__Assignment__
Continue the review of the film A Somewhat Gentle Man, starting after its last sentence.

__Source document__
----

One thing I like about Nordic comedies is how they nudge some Verfremdungseffekt at the audience by having so many characters with deadpan deliveries that we are forced to wonder if Scandinavians are really so inscrutable. So it goes with A Somewhat Gentle Man, Hans Petter Moland's dark comedy starring Stellan Skarsgård on whom I have a man-crush.
Skarsgård plays Ulrik who is being released from prison on an overcast day as the movie opens. In addition to a bottle of booze, the guard gives him some advice: don't look back. But he can't help himself and begins to reintroduce himself to the folks that populated his life before he ended up in the slammer. Foremost among them is Jensen, a mob boss who is never without his hapless sidekick Rolf. Ulrik is indebted to Jensen and the debt is extended as he finds Ulrik a room to bunk in and a job lead at an auto repair shop. Together they seek out the guy who ratted on Ulrik and landed him in prison.
This may sound all serious but it's far from it. Skarsgård is almost emotionless through much of the film with a blank expression and his tendency to answer questions with a simple "Okay." But he ends up being quite the ladies man. A visit to his ex-wife begins with him being chewed out and told that she has reared their son to forget his father but it ends with her offering him a quickie anyway. Back at his one room basement estate Ulrik's crotchety old landlady brings him a TV and then gets in the habit of cooking him dinner. Soon she demands a little something in return. These scenes are as funny as they are rote with Ulrik still chewing his food as he mounts her for sex that is best described as clinical, the woman's loud cries of ecstasy not withstanding.

----

__Supplied records__
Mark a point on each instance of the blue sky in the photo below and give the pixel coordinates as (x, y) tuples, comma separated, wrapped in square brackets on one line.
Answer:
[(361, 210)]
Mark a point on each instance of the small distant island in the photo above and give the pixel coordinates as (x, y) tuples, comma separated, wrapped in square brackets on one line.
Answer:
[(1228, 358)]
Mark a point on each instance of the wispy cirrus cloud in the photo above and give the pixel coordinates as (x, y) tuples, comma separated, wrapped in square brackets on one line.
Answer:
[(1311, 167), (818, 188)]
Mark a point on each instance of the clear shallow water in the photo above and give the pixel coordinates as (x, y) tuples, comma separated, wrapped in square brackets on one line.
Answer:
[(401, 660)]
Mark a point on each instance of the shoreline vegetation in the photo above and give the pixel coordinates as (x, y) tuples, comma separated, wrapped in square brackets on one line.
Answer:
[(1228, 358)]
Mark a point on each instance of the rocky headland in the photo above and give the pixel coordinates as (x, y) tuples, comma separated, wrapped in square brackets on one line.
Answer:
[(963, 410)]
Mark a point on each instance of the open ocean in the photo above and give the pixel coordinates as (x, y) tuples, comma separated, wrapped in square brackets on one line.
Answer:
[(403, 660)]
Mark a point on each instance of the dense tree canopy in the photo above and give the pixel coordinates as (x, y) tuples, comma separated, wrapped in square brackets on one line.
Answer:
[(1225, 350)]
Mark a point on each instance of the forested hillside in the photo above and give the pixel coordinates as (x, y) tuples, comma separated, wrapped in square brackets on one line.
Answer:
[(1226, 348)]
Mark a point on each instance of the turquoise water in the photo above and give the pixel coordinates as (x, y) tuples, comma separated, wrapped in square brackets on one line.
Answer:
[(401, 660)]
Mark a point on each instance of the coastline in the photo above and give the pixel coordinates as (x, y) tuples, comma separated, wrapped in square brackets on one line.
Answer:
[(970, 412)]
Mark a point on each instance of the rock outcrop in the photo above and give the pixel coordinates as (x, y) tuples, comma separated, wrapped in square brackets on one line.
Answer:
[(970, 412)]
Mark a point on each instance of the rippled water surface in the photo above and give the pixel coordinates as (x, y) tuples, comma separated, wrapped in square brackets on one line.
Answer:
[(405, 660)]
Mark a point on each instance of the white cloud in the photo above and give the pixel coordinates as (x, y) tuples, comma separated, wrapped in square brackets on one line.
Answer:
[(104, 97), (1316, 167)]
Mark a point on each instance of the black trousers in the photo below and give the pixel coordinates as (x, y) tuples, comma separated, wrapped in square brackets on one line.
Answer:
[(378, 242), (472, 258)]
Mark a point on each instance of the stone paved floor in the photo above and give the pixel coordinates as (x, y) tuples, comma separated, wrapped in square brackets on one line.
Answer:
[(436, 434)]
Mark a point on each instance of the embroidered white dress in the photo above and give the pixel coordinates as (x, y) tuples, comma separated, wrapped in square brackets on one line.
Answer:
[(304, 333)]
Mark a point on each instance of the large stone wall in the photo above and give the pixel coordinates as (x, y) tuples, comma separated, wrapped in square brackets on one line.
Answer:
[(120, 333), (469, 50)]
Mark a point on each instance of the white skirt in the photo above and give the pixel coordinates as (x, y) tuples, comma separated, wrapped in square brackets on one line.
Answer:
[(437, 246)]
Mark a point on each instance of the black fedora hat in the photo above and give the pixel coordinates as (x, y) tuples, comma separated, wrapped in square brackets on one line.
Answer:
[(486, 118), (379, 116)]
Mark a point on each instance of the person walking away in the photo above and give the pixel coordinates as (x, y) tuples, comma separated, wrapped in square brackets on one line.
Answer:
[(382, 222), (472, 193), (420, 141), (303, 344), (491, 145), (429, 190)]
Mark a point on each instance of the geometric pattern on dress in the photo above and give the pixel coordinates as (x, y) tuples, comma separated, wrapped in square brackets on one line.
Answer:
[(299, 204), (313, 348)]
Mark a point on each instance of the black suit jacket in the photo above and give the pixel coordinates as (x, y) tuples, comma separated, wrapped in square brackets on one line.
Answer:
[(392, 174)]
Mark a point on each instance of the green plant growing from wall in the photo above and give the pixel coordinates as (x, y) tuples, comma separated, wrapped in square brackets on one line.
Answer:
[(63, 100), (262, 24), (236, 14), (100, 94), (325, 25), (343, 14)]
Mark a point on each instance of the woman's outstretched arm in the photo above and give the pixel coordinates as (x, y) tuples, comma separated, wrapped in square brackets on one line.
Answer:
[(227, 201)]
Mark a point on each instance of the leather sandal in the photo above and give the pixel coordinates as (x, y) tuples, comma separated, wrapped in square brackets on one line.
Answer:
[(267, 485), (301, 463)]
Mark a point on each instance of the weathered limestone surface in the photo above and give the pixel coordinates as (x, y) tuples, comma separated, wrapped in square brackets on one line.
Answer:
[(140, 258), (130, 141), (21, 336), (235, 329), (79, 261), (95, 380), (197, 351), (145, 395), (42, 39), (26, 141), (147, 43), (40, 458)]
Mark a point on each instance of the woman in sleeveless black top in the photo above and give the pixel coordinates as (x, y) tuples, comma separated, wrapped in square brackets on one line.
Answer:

----

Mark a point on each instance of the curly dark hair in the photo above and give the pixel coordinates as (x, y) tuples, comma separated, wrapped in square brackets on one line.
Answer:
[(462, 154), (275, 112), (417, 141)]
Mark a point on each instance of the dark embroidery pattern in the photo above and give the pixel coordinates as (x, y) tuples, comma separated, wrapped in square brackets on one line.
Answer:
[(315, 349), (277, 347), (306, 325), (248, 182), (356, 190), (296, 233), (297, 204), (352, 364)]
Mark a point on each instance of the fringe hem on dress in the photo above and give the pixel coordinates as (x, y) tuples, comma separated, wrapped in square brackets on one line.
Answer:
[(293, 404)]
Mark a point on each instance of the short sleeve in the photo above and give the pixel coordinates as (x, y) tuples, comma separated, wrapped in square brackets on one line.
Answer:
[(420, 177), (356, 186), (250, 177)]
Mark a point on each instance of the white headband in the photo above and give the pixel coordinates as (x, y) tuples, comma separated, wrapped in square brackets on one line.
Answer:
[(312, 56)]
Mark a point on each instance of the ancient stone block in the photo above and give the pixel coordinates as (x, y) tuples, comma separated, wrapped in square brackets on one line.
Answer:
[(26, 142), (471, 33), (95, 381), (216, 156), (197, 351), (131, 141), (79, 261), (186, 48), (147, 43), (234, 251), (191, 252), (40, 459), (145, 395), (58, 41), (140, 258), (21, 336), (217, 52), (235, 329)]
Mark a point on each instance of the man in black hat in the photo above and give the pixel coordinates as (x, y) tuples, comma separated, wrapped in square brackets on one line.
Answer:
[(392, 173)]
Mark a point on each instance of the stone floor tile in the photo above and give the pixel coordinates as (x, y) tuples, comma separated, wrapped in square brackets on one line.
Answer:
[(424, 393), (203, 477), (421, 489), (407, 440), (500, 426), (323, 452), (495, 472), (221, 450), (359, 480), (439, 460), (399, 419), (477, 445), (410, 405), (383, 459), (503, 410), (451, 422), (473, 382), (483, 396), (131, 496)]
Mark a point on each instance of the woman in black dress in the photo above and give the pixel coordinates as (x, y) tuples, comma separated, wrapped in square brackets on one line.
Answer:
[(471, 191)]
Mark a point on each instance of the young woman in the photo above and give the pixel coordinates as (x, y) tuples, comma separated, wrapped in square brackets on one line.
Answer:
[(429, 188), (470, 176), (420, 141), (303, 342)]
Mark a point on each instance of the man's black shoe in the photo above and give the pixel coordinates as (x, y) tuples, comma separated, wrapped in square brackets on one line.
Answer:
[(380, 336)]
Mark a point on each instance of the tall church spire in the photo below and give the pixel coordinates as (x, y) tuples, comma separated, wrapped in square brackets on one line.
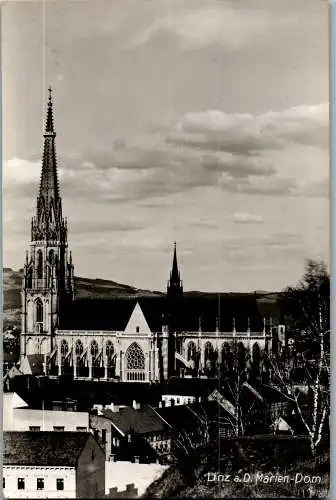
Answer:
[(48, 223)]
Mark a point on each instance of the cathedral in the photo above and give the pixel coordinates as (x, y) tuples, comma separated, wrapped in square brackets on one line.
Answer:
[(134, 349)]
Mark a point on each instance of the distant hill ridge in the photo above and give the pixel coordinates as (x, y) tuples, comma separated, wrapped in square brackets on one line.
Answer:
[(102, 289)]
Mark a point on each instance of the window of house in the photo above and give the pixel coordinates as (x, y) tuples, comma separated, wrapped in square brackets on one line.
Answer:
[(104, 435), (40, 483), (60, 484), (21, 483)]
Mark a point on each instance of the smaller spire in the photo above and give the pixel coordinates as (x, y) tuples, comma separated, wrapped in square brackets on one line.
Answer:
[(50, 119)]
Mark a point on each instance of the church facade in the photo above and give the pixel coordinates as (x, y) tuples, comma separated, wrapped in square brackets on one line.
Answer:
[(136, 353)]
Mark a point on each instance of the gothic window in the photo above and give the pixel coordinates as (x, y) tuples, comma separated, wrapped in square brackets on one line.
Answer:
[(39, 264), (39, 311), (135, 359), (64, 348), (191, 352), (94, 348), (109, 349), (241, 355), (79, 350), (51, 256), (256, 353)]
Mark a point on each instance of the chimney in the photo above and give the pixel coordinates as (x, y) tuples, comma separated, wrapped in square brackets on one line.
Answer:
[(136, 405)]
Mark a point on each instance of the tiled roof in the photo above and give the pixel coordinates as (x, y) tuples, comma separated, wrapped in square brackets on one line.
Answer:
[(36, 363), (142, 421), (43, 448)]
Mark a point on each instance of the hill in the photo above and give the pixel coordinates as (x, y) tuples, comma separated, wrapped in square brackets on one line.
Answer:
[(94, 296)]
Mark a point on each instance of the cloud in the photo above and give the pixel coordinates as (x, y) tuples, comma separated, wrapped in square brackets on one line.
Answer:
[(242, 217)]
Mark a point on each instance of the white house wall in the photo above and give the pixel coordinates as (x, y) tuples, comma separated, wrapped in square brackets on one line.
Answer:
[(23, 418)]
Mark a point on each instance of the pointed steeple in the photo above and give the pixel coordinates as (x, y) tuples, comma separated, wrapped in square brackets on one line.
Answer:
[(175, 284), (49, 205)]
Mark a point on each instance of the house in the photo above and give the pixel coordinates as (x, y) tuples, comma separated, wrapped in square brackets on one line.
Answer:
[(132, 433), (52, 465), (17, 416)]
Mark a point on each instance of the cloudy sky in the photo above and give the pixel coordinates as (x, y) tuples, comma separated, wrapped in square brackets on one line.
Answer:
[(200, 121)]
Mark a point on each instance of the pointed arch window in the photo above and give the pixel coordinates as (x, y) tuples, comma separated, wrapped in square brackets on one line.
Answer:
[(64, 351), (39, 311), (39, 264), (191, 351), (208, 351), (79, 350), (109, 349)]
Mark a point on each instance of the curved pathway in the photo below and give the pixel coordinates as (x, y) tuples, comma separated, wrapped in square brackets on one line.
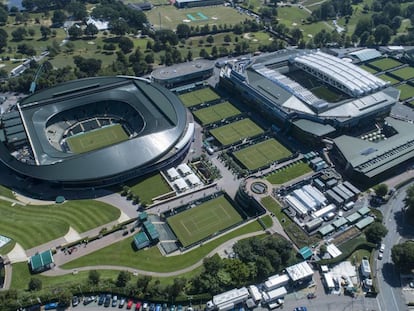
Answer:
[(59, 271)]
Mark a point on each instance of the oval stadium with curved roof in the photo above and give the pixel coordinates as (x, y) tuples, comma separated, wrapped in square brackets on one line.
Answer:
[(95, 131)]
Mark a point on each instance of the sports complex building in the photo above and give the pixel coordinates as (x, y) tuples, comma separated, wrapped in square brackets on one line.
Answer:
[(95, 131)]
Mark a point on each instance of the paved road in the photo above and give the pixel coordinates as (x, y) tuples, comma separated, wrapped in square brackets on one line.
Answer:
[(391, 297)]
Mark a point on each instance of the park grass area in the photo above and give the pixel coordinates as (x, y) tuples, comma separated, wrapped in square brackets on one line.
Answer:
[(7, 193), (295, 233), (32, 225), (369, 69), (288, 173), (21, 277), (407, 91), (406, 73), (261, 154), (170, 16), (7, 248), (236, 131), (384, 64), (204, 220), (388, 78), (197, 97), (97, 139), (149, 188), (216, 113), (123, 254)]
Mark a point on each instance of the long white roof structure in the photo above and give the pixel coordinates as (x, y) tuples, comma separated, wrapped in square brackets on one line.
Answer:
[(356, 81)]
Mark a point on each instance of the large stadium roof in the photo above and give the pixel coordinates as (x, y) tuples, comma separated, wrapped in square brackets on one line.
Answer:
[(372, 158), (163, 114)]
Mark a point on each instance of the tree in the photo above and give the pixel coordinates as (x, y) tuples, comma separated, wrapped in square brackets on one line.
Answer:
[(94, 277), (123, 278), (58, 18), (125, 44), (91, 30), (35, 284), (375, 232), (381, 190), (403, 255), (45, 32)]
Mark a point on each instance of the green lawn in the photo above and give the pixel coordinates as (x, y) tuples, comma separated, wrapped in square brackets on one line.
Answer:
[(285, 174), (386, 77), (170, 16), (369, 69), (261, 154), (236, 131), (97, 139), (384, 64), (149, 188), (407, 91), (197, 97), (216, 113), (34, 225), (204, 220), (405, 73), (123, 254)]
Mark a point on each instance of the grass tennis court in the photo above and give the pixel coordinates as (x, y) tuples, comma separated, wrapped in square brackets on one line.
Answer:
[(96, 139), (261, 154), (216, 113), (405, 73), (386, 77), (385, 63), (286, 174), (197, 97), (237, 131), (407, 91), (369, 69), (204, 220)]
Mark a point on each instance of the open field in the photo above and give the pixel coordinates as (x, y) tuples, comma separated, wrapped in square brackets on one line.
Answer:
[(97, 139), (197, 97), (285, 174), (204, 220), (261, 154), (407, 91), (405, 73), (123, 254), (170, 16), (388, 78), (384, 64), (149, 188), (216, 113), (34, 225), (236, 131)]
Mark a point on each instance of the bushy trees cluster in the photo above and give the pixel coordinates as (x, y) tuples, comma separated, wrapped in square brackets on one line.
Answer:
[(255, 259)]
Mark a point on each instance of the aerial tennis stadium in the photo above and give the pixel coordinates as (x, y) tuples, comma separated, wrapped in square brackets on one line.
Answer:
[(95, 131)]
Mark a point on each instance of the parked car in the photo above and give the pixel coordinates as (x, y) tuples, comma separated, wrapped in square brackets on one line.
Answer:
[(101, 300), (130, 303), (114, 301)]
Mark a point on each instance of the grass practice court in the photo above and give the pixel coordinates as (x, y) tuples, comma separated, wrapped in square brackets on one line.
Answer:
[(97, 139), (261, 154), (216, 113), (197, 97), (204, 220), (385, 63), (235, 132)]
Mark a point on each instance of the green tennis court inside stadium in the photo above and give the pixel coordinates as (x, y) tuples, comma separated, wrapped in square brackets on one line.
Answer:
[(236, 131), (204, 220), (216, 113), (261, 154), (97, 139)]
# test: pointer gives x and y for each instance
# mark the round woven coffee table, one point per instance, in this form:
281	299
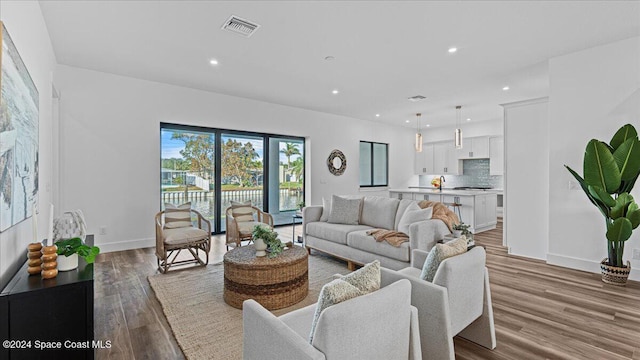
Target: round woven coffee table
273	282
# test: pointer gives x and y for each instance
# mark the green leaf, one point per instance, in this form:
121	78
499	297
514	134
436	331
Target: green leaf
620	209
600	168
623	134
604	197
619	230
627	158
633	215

----

__Result below__
When he's not out looking for the guy responsible for landing him in jail, Ulrik attempts to establish some kind of relationship with his son who is married and soon to be a father himself. While the son is open to the possibility, his wife is not keen on her child having an ex-con for a grandfather. Ulrik finds some solace in Merete, the woman who does the books at the shop. Initially she keeps her distance after hearing that Ulrik was fresh out of jail and says that people can't change but she comes around. In one scene they go dancing together and to say that he has two left feet is a dramatic understatement. But fate eventually offers Ulrik a chance to redeem himself when an attempt to talk with his son ends up with him driving his daughter-in-law to the hospital after her water breaks.
While Ulrik has arguably found redemption by the time the credits roll, I also felt that half of the pleasure of the film was watching this vaguely Fellinieque troupe of Oslovians do their thing. When we first meet Jensen, a woman backs her car into his repeatedly which causes the big bad mobster to finally pick her up and throw her into a dumpster. There's the owner of the shop who has a severe case of logorrhea and delivers stern lectures that go on for about 4 sentences too long. And to make the Fellini comparison complete, we have the gun dealer's crony who is a dwarf/midget/little person.
Despite his nearly expressionless visage and the dull, grey setting courtesy of cinematographer Philip Øgaard, you know there's a lot happening inside of Ulrik. The pleasure is in watching Skarsgård tease the turmoil out of his character slowly but surely.